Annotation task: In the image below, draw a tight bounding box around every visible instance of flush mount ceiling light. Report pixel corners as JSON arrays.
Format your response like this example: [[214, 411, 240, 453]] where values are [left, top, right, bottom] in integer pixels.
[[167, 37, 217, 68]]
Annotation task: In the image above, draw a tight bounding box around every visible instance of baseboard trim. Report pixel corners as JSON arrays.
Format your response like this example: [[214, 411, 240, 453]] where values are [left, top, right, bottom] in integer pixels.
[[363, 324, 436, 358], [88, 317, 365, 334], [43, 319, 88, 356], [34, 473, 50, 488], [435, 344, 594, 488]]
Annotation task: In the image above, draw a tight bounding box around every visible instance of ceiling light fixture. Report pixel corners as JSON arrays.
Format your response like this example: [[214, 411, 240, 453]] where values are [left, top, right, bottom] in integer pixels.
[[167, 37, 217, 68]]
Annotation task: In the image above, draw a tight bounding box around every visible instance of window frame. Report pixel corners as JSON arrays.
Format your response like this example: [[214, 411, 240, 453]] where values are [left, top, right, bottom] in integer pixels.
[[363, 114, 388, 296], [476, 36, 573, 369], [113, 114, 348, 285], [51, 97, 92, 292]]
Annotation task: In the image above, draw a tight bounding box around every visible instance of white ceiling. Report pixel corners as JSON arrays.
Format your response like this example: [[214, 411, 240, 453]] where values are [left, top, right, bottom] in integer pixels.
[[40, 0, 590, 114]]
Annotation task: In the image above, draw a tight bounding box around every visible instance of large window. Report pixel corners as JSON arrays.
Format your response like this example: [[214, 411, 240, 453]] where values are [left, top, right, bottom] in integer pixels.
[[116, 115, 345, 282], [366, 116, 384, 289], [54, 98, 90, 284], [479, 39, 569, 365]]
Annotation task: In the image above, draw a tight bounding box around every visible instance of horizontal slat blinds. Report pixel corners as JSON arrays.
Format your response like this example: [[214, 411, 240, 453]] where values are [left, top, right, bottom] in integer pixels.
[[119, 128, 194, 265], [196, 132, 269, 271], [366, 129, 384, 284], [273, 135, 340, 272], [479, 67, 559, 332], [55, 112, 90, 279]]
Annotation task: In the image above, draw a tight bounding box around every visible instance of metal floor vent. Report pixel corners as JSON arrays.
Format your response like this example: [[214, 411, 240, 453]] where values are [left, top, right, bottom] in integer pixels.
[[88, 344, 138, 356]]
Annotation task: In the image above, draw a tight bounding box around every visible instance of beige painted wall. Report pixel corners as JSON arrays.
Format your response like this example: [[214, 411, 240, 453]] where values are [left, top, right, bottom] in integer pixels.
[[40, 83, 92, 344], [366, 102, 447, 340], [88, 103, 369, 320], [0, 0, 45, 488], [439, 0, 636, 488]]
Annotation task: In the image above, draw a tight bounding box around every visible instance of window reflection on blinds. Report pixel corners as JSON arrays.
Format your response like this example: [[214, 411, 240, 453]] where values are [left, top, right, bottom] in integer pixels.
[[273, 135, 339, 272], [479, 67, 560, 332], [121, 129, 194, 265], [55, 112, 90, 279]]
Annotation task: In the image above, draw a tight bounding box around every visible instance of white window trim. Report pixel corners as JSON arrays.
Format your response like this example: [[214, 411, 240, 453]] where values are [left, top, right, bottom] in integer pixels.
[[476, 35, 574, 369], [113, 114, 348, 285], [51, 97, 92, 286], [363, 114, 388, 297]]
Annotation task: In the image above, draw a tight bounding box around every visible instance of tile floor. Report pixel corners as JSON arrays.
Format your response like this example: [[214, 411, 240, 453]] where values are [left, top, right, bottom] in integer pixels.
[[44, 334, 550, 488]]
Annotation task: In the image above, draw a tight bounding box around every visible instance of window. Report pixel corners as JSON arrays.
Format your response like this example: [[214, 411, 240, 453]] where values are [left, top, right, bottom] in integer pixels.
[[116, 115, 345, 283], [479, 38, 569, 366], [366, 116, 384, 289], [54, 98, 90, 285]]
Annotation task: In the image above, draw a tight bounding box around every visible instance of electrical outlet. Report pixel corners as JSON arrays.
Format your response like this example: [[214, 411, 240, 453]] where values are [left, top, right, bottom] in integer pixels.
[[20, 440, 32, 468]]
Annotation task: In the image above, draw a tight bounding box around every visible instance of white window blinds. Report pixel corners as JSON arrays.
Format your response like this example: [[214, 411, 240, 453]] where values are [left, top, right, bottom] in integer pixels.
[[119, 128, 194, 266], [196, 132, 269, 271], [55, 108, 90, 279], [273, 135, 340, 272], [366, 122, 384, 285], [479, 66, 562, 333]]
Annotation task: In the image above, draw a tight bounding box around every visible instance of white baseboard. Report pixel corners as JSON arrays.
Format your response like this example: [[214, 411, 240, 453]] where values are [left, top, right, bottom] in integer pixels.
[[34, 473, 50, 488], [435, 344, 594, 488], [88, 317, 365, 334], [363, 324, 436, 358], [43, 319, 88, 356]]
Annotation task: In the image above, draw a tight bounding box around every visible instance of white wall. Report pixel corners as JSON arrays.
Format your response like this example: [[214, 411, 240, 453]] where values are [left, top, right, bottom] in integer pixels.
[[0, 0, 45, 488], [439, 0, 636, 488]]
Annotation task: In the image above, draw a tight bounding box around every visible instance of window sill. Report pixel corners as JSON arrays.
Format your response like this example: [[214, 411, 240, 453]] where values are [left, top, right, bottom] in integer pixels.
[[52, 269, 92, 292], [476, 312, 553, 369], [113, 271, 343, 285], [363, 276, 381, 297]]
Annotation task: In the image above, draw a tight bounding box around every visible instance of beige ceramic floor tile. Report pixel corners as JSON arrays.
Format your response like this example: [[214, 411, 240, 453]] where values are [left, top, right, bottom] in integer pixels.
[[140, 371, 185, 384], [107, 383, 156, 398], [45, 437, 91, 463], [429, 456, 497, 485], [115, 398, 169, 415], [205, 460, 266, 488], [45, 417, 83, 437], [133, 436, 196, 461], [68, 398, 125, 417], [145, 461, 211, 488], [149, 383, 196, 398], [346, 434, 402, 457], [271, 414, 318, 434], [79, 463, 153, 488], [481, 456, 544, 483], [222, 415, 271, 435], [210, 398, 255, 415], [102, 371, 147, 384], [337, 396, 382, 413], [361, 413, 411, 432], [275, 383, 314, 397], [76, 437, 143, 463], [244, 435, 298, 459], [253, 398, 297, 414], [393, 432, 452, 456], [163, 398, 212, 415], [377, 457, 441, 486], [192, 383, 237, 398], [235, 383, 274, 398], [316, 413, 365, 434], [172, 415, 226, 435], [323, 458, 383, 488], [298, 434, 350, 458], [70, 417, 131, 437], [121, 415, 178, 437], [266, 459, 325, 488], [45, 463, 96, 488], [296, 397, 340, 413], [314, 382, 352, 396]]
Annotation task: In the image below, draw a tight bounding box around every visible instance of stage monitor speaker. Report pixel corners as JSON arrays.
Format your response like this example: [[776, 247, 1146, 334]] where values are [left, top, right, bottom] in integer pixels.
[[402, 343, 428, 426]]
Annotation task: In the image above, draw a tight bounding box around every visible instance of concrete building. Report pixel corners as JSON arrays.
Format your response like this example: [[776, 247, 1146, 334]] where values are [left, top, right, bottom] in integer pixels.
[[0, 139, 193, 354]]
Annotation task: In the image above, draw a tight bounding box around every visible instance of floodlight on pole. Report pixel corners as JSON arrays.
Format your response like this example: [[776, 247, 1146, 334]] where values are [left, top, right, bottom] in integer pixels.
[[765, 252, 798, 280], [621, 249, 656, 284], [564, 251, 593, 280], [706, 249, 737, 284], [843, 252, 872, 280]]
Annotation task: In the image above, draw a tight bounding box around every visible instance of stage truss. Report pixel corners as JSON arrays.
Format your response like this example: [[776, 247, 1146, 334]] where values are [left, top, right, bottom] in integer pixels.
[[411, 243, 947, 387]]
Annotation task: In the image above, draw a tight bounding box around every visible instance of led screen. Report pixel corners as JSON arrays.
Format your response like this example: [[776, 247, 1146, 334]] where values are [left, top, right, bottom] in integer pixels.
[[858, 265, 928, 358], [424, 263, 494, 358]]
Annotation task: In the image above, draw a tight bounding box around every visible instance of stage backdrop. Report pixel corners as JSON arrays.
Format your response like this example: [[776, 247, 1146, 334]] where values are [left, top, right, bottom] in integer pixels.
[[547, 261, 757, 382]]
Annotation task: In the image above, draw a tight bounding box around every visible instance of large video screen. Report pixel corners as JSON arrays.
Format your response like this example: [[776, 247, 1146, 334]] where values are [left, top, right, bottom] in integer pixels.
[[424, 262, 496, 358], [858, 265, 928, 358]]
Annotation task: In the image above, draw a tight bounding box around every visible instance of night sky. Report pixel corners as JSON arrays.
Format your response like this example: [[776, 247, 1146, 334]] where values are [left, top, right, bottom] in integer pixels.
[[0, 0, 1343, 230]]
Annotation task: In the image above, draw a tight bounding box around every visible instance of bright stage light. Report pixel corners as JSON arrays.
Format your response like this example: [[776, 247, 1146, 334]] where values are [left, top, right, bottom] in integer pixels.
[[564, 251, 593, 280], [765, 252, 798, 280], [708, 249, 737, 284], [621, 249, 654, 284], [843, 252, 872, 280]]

[Aim]: Rewrite the stretch from the line containing "white wall. Report pixel corners as JSON arrays." through the line containing "[[0, 0, 45, 488], [439, 0, 636, 488]]", replacing "white wall" with "painted wall" and leaving everything else unchanged.

[Final result]:
Annotation task: In the image above, draw a tight bounding box around every visible instance of painted wall. Report pixel corners as JSON arrays.
Format your response like this example: [[214, 411, 240, 453]] where values are [left, top, right, bottom] in integer pixels.
[[0, 0, 45, 488], [439, 0, 636, 488]]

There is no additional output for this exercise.